(Items from a data source)
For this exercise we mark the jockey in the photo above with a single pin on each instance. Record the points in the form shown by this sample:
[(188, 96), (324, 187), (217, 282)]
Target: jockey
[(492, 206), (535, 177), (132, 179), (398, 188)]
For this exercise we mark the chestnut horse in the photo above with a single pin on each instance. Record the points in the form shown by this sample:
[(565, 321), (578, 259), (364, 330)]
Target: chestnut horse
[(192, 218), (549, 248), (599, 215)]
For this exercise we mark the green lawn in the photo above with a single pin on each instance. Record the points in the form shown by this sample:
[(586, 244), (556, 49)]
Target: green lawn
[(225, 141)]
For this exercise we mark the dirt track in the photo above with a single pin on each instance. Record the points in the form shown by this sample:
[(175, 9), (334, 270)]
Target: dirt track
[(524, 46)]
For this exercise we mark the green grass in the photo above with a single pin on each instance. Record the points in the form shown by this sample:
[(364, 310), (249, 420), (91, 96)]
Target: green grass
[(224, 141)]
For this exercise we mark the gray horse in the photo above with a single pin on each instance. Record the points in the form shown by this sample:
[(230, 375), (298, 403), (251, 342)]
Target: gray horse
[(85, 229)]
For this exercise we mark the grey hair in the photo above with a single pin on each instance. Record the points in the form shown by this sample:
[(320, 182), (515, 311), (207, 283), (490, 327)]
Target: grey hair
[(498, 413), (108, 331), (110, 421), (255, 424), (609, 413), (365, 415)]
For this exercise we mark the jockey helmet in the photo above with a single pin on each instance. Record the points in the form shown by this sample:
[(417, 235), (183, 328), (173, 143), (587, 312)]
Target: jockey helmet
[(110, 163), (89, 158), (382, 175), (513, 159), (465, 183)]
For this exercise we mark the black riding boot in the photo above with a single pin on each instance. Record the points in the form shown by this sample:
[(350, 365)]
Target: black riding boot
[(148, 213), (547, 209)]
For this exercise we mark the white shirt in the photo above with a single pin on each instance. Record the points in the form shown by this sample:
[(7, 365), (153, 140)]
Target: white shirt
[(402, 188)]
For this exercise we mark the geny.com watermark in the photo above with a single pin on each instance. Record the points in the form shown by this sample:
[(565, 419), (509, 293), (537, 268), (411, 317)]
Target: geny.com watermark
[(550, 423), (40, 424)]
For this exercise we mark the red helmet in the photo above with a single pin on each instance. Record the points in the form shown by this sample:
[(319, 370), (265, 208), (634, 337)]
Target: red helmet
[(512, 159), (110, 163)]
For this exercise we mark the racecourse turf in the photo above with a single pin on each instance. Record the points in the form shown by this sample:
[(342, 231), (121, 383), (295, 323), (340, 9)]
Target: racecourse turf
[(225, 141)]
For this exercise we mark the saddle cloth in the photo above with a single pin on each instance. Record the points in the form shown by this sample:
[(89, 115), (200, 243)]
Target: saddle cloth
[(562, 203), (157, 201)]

WHAT THE TASK ASKS: Rewrite the items from the line containing "For this exercise we mark the white" through the end, replacing "single pin" with "single marker" and keeping everything else unchanged.

SOLUTION TO THIS PROBLEM:
For this exercise we mark the white shirt in the photo above with a single marker on each instance. Record the points in the form shown by this sample:
[(7, 365), (153, 140)]
Target: white shirt
[(402, 188)]
For this exercise we mark the geny.com watermark in the photo above with a single marker on each instance. Record the points in the form shown by this sample:
[(565, 419), (509, 293), (537, 268), (411, 317)]
Target: geny.com watermark
[(550, 423), (40, 424)]
For this exercise we mark the red helmet in the photo above with a single marker on each instance. Record the points in the form shown by this sample:
[(319, 370), (265, 208), (634, 337)]
Target: red helmet
[(512, 159), (110, 163)]
For this exercise we mark the racecourse turf in the photo above with a single marker on each instance. Record the points in the form shown by this sample:
[(342, 231), (121, 383), (295, 323), (340, 9)]
Target: racecourse turf
[(225, 141)]
For this exercise we mark the saddle cloth in the photo above with a single marker on each instance. Record the points in the form shown by this sample:
[(89, 115), (200, 243)]
Target: saddle cloth
[(562, 203), (157, 201)]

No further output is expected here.